═════ EXTRAIT
Pr Francis Eustache
France – En ce début août, de nombreux professionnels de santé profitent d’un repos bien mérité après une année chargée. Mais si les congés sont souvent synonyme de déconnexion, de coupure avec la routine habituelle, peut-on réellement mettre son cerveau en vacances, le couper de ses préoccupations habituelles liées au travail ou aux petits tracas du quotidien ? Francis Eustache, neuropsychologue, Président du Conseil Scientifique de l'Observatoire B2V des Mémoires nous aide à comprendre le fonctionnement de notre cerveau lorsqu'il est au repos et nous décrypte le phénomène du réseau du mode par défaut.
Medscape : Peut-on vraiment mettre son cerveau sur « of » ?
Pr Francis Eustache : Sans tâche particulière à accomplir, notre cerveau consomme tout de même 20% des ressources énergétiques de notre organisme, soit seulement 5% de moins que s'il devait effectuer du calcul mental ou se concentrer sur un problème. Les aires cérébrales qui s'activent alors ensemble constituent le « réseau du mode par défaut ». Elles sont principalement situées sur la ligne médiane, à la face interne des deux hémisphères cérébraux. On ne peut donc pas réellement parler de repos pour le cerveau. Celui-ci est toujours en activité même s'il n'a pas de tâche à accomplir.
Medscape : Qu’est-ce que le « réseau du mode par défaut » pour le cerveau ?
Pr Francis Eustache : Le « mode par défaut » est un réseau cérébral, comme d’autres réseaux du cerveau (langage, mémoire). Il a été décrit relativement récemment, à la fin des années 1990, début 2000, dans le cadre d’études en imagerie cérébrale. Il a été mis en évidence dans un premier temps avec la Tomographie par Émission de Positons (TEP) puis avec l'Imagerie par Résonance Magnétique fonctionnelle (IRMf) au repos.
Medscape : Comment a-t-il été découvert ?
Pr Francis Eustache : Dans les années 80, je travaillais dans le centre de Caen avec la TEP, et nous proposions des activités à des personnes pendant la mesure de l’activité cérébrale, par exemple des tâches de langage plus ou moins compliquées qui duraient quelques minutes. Nous réalisions toujours une mesure dite « au repos », pour laquelle nous disions à la personne de ne rien faire, de ne pas orienter sa pensée vers un objet particulier. Nous considérions que c’était la mesure de base de l’activité du cerveau.
══════════
═════ DONNÉES
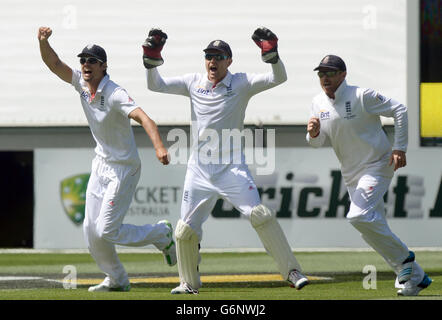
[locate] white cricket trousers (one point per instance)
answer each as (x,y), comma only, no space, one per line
(108,196)
(205,184)
(367,215)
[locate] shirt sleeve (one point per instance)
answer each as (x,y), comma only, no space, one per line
(264,81)
(377,104)
(122,102)
(172,85)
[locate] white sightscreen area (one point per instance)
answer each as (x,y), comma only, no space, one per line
(369,35)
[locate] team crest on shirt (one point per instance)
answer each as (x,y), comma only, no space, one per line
(202,90)
(348,112)
(85,96)
(229,91)
(324,114)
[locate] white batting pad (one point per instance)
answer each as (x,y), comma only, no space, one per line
(273,239)
(187,254)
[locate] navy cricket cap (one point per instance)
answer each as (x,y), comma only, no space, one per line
(220,46)
(332,62)
(93,50)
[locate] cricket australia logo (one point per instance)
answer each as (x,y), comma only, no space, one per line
(73,197)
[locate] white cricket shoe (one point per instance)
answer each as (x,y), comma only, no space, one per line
(407,269)
(169,251)
(413,290)
(184,288)
(297,279)
(104,287)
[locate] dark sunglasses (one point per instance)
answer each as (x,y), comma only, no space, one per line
(217,56)
(90,60)
(329,74)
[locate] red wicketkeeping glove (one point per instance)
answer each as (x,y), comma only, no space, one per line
(152,48)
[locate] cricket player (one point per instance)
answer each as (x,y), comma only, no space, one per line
(218,101)
(116,166)
(349,117)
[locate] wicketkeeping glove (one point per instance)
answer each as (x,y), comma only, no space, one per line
(152,48)
(268,42)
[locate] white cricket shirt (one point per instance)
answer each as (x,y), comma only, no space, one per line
(218,109)
(352,123)
(107,114)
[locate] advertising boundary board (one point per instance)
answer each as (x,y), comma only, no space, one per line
(305,189)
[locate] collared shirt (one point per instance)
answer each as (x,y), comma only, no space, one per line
(107,114)
(217,111)
(352,123)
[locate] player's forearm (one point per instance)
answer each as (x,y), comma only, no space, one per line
(154,80)
(279,73)
(48,55)
(400,128)
(152,131)
(317,141)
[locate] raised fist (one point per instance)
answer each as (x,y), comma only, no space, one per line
(268,42)
(44,33)
(152,48)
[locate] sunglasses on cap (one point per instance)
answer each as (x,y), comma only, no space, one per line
(329,74)
(90,60)
(217,56)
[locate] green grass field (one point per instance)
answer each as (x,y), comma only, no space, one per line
(334,275)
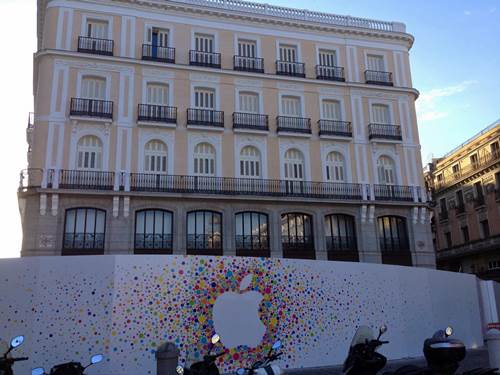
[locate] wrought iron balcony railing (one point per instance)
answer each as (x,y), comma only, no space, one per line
(385,131)
(91,108)
(157,53)
(330,73)
(206,59)
(378,78)
(251,121)
(334,127)
(293,124)
(248,64)
(95,46)
(157,113)
(287,68)
(205,117)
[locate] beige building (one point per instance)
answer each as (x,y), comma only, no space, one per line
(465,187)
(217,127)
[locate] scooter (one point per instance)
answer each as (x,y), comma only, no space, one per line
(207,366)
(70,368)
(6,363)
(264,367)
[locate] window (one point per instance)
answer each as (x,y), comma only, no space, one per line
(84,230)
(250,162)
(89,153)
(335,167)
(393,234)
(155,157)
(204,160)
(153,231)
(294,165)
(251,231)
(386,171)
(204,232)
══════════
## SÉRIE DE TÂCHES
a) Reproduisez à l'identique tout le passage de l'extrait sur le cerveau au repos, depuis « Medscape : Qu’est-ce » jusqu'à « (IRMf) au repos. ».
b) Traduisez en anglais la phrase suivante de l'extrait sur le cerveau au repos : « On ne peut donc pas réellement parler de repos pour le cerveau. »
c) Rédigez la suite de l'extrait sur le cerveau au repos, en partant de sa dernière phrase.

## RÉPONSES
a)
Medscape : Qu’est-ce que le « réseau du mode par défaut » pour le cerveau ?
Pr Francis Eustache : Le « mode par défaut » est un réseau cérébral, comme d’autres réseaux du cerveau (langage, mémoire). Il a été décrit relativement récemment, à la fin des années 1990, début 2000, dans le cadre d’études en imagerie cérébrale. Il a été mis en évidence dans un premier temps avec la Tomographie par Émission de Positons (TEP) puis avec l'Imagerie par Résonance Magnétique fonctionnelle (IRMf) au repos.

b) Therefore, one cannot really speak of rest for the brain.

c)
La période des années 90 a été extrêmement féconde et a permis de décrire des réseaux de langage, de la mémoire, etc. A un moment, les chercheurs se sont posé la question de cette mesure au repos. Pour nous c’était une mesure de contrôle, mais nous nous sommes rendu compte que le cerveau était quasiment aussi actif pendant le repos que pendant les tâches d’activation. Nous avons alors retourné le problème : puisqu’il y a toujours une activité cérébrale globale, quelles sont les régions qui s’activent pendant le repos ? Nous avons alors découvert qu’il s’agissait des régions de la partie médiane du cerveau, à la face interne des deux hémisphères. Un chercheur américain l’a appelé « réseau du mode par défaut ». Il s’agit du réseau qui se met en place quand le cerveau n’est pas vraiment focalisé sur une activité précise. Désormais, l’IRM fonctionnelle a remplacé la TEP. Nous nous intéressons à la situation de repos chez des sujets sains, mais aussi dans beaucoup de maladies. Dans certains cas, nous couplons l’IRM avec des mesures électro-encéphalographiques qui permettent d’avoir une analyse fine sur le plan temporel.
Le réseau du mode par défaut est une découverte fortuite qui est devenu un thème de recherche important car il permet de découvrir les fonctionnalités de notre cerveau.
Medscape : Quelle est la fonctionnalité de ce réseau ?
Pr Francis Eustache : C’est un réseau très important, qui aurait deux grandes finalités : d’abord, il permet de surveiller l’environnement de façon diffuse. Ce n’est pas une attention focalisée. Nous avons appelé cela la fonction de sentinelle. Dans la vie de tous les jours, c’est par exemple conduire une voiture sur une route tranquille ou sur une autoroute peu fréquentée. S’il y a quelque chose qui se passe, par exemple un animal qui traverse la route, le cerveau va rebasculer sur un mode contrôlé et l’attention va être focalisée sur ce qu’il vient de détecter comme danger potentiel.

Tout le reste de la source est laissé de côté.